━━━━━ Teks Bacaan

HUKUM
SHALAT JEMAAH
Yang ada hanya
sekian banyak dalil yang masih mungkin menerima ragam kesimpulan yang berbeda.
Dan sebenarnya hal seperti ini sangat lumrah di dunia fiqih, kita pun tidak
perlu terlalu risau bila ada pendapat dari ulama yang ternyata tidak sejalan
dengan apa yang kita pahami selama ini. Atau berbeza dengan apa yang diajarkan
oleh guru kita selama ini.
Dan berikut saya
huraikan masing-masing pendapat yang ada beserta dalil masing-masing, semoga
bermanfaat dan menambah wawasan kita dalam ilmu syariah.
1. Pendapat
Pertama: Fardhu Kifayah
Yang mengatakan
hal ini adalah Al Imam Asy Syafi`i dan Abu Hanifah sebagaimana disebutkan oleh
Ibnu Habirah dalam kitab Al Ifshah jilid 1 halaman 142. Demikian juga dengan
jumhur (majoriti) ulama baik yang lampau (mutaqaddimin) maupun yang berikutnya
(mutaakhkhirin). Termasuk juga pendapat kebanyakan ulama dari kalangan mazhab
Al Hanafiyah dan Al Malikiyah.
Dikatakan
sebagai fardhu kifayah maksudnya adalah bila sudah ada yang menjalankannya,
maka gugurlah kewajiban yang lain untuk melakukannya. Sebaliknya, bila tidak
ada satu pun yang menjalankan shalat jamaah, maka berdosalah semua orang yang
ada di situ. Hal itu kerana shalat jamaah itu adalah bahagian dari syiar
agama Islam.
Di dalam kitab
Raudhatuth Thalibin karya Imam An Nawawi disebutkan bahwa:
Shalat jamaah
itu itu hukumnya fardhu `ain untuk shalat Jumaat. Sedangkan untuk shalat fardhu
lainnya, ada beberapa pendapat. Yang paling shahih hukumnya adalah fardhu
kifayah, tapi juga ada yang mengatakan hukumnya sunnah dan yang lain lagi
mengatakan hukumnya fardhu `ain.
Adapun dalil
mereka ketika berpendapat seperti di atas adalah:
Dari Abi Darda`
Radhiyallahu ‘Anhu bahwa Rasulullah Shallallahu ‘Alaihi wa Sallam bersabda,
“Tidaklah 3 orang yang tinggal di suatu kampung atau pelosok tapi tidak
melakukan shalat jamaah, kecuali syaithan telah menguasai mereka. Hendaklah kamu
sekelian berjamaah, sebab serigala itu memakan biri-biri(kambing) yang lepas
dari kawanannya.” (HR Abu Daud 547 dan Nasai 2/106 dengan sanad yang hasan)

━━━━━━━━━━
━━━━━ Bahan Tersedia

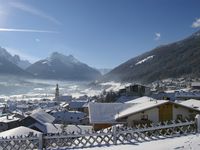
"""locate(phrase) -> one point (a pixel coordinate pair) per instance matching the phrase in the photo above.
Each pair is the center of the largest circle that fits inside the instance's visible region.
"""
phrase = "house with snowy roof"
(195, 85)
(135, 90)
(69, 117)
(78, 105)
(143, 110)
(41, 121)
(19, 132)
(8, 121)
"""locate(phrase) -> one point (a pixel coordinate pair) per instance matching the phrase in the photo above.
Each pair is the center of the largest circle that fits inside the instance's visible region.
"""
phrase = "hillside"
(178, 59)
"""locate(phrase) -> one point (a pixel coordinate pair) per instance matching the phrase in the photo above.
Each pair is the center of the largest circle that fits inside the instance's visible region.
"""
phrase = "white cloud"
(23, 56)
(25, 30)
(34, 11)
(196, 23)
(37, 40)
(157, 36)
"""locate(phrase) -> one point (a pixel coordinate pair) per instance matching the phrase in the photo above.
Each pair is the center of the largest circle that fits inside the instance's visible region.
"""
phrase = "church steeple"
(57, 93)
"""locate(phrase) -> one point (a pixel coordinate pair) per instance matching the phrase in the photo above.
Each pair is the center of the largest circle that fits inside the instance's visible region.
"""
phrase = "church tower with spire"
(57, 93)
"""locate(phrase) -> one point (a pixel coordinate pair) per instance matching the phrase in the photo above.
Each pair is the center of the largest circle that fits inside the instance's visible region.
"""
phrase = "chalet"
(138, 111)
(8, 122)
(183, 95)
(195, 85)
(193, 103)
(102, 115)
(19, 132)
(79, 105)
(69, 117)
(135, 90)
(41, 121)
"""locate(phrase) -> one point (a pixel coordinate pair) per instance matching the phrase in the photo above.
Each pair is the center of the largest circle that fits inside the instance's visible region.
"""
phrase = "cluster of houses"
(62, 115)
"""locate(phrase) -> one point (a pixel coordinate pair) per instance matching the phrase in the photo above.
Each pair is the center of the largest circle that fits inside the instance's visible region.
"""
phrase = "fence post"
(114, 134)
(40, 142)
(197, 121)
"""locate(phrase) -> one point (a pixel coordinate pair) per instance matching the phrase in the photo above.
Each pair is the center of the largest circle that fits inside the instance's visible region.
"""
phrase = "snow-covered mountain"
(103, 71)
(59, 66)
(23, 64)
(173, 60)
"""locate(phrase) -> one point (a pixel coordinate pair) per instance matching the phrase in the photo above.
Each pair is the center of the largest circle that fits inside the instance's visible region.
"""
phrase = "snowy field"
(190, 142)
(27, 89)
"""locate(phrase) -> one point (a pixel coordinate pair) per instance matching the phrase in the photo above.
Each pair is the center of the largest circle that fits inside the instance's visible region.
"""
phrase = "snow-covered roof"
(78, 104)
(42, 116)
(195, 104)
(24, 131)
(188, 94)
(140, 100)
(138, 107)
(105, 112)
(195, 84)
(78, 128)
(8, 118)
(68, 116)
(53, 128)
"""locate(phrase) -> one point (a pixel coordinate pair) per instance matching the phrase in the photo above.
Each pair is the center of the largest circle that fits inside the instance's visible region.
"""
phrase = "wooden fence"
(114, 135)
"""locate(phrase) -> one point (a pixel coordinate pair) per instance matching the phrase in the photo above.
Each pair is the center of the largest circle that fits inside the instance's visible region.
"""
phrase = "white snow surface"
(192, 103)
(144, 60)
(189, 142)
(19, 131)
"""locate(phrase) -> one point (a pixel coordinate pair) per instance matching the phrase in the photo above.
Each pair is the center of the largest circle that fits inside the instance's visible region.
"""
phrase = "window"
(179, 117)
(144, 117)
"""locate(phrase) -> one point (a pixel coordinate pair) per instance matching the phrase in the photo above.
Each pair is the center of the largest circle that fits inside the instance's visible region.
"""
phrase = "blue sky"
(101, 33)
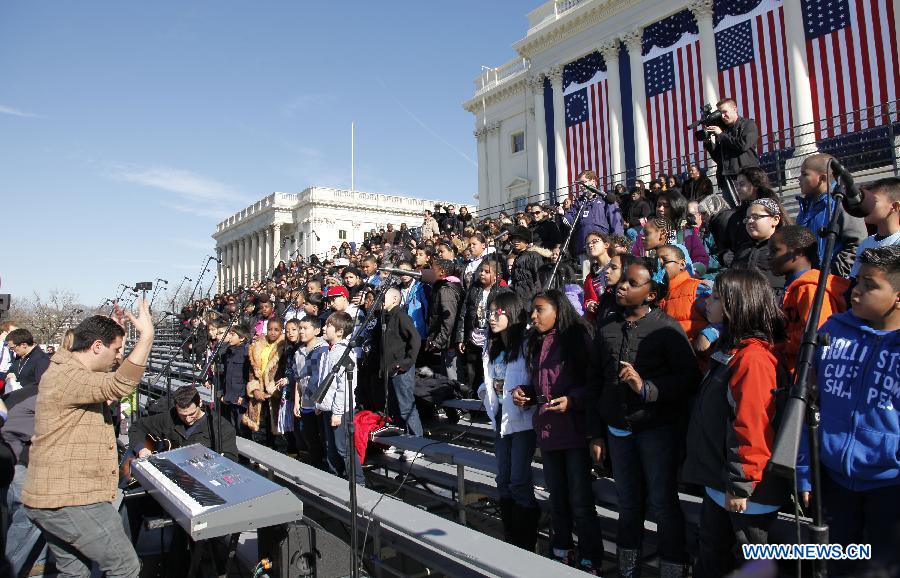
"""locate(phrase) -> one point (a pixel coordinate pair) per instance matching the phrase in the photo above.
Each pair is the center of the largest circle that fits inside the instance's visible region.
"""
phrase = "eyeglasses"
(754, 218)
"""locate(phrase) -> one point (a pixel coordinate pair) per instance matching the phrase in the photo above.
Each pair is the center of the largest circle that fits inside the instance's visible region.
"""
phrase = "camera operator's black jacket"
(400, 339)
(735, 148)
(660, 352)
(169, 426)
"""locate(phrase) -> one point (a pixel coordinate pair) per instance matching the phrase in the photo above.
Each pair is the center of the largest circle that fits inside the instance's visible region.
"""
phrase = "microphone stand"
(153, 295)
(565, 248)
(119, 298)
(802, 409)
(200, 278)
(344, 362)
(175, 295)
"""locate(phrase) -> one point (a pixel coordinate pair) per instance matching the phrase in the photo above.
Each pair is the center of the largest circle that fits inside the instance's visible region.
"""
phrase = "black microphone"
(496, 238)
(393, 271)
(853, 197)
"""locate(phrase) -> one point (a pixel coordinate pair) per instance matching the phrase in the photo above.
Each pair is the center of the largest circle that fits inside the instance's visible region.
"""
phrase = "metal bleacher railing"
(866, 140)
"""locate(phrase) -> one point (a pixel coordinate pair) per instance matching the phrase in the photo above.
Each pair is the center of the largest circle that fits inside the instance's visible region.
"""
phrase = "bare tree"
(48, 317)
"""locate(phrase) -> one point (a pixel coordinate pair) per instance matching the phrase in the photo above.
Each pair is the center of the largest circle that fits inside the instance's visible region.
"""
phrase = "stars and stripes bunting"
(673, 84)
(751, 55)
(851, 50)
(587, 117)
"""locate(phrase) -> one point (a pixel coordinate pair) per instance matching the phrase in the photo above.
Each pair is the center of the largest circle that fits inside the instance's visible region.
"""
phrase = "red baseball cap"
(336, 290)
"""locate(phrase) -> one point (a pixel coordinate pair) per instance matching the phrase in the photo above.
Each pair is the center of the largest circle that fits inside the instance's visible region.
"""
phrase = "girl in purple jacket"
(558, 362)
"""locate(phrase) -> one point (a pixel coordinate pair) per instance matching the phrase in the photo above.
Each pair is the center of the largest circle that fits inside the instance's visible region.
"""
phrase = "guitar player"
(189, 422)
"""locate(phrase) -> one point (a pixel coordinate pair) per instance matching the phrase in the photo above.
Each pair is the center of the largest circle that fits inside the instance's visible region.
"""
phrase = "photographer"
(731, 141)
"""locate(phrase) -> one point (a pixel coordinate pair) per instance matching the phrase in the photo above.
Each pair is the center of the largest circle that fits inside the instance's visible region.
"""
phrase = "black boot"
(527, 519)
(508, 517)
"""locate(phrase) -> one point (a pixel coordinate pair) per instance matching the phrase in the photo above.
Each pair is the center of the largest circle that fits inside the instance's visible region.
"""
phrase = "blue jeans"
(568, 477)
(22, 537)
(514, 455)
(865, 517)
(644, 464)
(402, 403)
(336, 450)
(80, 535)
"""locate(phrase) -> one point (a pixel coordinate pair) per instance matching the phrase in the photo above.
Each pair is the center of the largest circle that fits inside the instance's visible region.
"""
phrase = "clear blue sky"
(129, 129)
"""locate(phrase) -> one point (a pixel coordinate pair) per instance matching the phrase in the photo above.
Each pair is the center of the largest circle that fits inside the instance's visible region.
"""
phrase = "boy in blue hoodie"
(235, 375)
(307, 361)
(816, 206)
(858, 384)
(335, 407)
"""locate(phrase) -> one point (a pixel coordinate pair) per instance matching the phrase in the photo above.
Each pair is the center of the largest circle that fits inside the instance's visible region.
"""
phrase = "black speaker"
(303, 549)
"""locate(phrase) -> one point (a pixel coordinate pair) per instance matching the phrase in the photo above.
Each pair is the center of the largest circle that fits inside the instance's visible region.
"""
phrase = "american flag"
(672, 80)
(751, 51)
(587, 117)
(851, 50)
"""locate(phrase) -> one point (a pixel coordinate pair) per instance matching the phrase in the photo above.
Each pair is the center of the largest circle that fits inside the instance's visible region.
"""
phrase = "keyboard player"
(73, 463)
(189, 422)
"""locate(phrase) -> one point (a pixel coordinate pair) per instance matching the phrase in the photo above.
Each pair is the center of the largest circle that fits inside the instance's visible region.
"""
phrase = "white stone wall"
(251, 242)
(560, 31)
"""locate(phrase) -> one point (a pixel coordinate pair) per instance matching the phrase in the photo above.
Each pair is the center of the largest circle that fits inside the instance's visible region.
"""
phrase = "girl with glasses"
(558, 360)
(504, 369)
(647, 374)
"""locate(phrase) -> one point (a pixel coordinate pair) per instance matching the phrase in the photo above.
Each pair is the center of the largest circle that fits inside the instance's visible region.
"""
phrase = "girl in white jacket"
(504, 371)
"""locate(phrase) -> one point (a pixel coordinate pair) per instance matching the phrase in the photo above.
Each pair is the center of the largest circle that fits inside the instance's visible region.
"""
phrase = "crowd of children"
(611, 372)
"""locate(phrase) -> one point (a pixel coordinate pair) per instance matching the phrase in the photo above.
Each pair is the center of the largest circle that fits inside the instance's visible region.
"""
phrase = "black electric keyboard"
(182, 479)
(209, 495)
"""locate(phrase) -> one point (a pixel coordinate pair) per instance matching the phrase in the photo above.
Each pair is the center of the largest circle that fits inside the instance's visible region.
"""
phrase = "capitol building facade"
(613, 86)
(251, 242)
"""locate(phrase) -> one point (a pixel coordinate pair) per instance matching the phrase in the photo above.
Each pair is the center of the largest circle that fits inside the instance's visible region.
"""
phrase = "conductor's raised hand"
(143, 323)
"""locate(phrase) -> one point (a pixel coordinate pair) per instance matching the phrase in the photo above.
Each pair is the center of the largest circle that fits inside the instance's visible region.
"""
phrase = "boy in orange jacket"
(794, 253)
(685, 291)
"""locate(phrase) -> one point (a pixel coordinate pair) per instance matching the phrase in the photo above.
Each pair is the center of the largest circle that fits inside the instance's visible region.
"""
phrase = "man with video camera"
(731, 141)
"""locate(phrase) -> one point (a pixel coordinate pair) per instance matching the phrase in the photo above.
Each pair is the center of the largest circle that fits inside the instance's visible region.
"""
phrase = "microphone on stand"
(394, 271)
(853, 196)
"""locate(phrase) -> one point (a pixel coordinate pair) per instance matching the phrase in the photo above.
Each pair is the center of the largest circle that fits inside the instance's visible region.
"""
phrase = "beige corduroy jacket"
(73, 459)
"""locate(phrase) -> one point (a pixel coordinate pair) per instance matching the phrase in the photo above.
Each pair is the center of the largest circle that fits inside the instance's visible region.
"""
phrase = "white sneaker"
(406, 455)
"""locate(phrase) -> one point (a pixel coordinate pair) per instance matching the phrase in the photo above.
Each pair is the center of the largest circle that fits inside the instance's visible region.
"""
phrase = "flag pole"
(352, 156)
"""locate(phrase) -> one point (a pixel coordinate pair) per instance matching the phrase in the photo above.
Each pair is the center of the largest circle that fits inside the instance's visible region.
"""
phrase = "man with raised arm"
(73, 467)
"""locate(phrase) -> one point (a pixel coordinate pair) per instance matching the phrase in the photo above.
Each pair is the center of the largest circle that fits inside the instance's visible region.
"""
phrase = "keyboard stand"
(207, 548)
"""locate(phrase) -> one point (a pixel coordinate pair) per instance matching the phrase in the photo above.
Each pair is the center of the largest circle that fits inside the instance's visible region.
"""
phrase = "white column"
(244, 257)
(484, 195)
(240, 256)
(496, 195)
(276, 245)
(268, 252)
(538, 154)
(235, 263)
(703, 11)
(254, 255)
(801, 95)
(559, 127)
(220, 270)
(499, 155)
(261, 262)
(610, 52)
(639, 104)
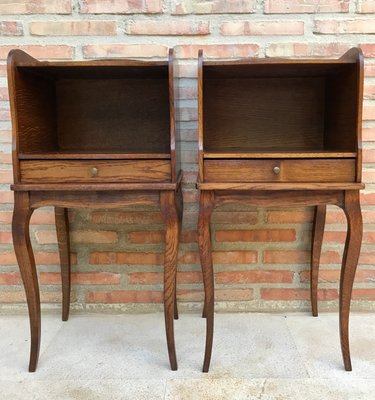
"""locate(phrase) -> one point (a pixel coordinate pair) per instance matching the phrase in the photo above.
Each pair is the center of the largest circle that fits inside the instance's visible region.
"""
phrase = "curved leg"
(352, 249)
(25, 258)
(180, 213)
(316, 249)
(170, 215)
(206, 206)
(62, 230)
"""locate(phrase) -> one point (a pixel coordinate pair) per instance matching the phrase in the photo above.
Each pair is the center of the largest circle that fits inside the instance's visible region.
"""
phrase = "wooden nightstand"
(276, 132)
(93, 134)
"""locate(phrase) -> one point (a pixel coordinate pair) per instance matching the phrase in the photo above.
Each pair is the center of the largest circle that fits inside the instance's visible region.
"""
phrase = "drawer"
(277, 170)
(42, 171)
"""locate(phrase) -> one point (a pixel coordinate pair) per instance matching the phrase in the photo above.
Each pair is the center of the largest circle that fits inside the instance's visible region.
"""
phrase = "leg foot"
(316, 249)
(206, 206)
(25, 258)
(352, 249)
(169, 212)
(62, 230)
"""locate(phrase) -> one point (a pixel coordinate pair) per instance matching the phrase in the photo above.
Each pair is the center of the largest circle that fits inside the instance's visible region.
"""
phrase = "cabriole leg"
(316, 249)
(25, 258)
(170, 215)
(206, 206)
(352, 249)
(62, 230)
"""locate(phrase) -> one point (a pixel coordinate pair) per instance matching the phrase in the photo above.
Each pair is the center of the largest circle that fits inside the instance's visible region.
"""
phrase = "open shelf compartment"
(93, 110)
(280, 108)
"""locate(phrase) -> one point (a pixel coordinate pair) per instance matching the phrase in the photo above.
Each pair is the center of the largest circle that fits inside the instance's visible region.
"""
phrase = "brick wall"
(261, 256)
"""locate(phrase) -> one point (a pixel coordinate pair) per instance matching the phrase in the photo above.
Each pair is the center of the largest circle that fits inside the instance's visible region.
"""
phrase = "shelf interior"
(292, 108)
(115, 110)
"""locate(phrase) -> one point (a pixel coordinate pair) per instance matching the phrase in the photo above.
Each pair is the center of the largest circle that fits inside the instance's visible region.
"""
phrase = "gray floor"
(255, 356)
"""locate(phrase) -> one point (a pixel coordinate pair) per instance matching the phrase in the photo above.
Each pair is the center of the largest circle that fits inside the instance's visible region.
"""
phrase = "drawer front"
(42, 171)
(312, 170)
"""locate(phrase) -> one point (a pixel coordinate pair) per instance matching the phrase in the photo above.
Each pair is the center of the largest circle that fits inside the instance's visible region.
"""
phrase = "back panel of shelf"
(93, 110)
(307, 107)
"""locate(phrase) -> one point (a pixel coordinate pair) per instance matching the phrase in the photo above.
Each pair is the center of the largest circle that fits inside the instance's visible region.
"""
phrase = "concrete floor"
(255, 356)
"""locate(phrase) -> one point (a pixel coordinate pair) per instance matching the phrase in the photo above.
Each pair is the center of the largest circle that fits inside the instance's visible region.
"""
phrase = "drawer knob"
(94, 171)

━━━━━━━━━━

> _Daftar Tugas_:
1. Laporkan setiap baris catatan yang memuat kata "covered". Huruf besar dan kecil dibedakan.
2. Tolong lanjutkan teks tentang hukum shalat jemaah dari titik terakhirnya berhenti.

> _Jawaban Berurutan_:
1.
phrase = "snow-covered mountain"
phrase = "snow-covered roof"

2.
Dari Malik bin
Al Huwairits bahawa Rasulullah SAW, “Kembalilah kamu sekelian kepada keluarga kama
dan tinggallah bersama mereka, ajarilah mereka shalat dan perintahkan mereka
melakukannya. Bila waktu shalat tiba, maka hendaklah salah seorang kamu mengumandangkan
azan dan yang paling tua menjadi imam.” (HR.Muslim 292 – 674).
Dari Ibnu Umar Radhiyallahu
‘Anhu bahawa Rasulullah Shallallahu ‘Alaihi wa Sallam bersabda, “Shalat
berjamaah itu lebih utama dari shalat sendirian dengan 27 derajat.” (HR Muslim
650,249)
Al Khatthabi
dalam kitab Ma`alimus Sunan jilid 1 halaman 160 berkata bahwa kebanyakan ulama
As-Syafi`i mengatakan bahwa shalat berjamaah itu hukumnya fardhu kifayah bukan
fardhu `ain dengan berdasarkan hadits ini.
2. Pendapat
Kedua: Fardhu `Ain
Yang
berpendapat demikian adalah Atho` bin Abi Rabah, Al Auza`i, Abu Tsaur, Ibnu
Khuzaimah, Ibnu Hibban, umumnya ulama Al Hanafiyah dan mazhab Hanabilah. Atho`
berkata bahawa kewajiban yang harus dilakukan dan tidak halal selain itu, iaitu
ketika seseorang mendengar azan, haruslah dia mendatanginya untuk shalat.
(lihat Mukhtashar Al Fatawa Al Mashriyah halaman 50).
Dalilnya adalah
hadits berikut:
Dari Aisyah
Radhiyallahu ‘Anhu berkata, “Siapa yang mendengar adzan tapi tidak menjawabnya
(dengan shalat), maka dia tidak menginginkan kebaikan dan kebaikan tidak
menginginkannya.” (Al-Muqni` 1/193)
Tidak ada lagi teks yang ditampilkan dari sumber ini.